TO DO -> Change every "one point per line" in the material below to "each point on its own line", keep everything else the same, and leave the pictures out of your answer.

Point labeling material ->

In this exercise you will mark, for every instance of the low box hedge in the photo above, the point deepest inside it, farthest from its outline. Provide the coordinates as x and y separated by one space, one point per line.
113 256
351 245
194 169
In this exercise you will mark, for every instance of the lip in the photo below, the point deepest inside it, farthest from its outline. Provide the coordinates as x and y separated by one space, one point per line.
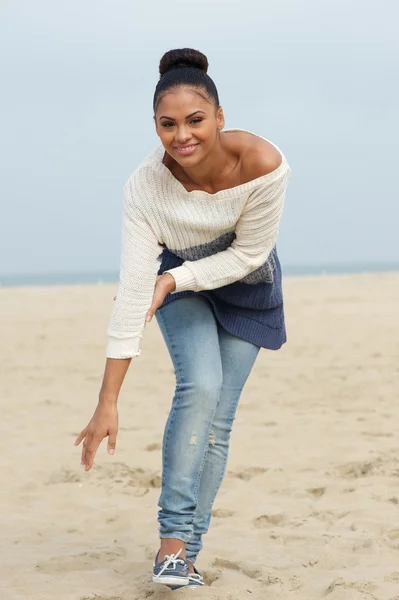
186 150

FINAL ANSWER ->
In this exercise you will mark, for every instance of the low box hedge in the photo above, the point deepest inside it, farthest from its outline. Provide the coordinates as x and y separated by one space, each point on its own line.
113 256
351 245
194 169
In this exercise you will mark, for every instance of the lip in the photo below, the point deepest inside it, farthest from its outline. Provide the coordinates as x and y separated by one space, each point on its own line.
186 150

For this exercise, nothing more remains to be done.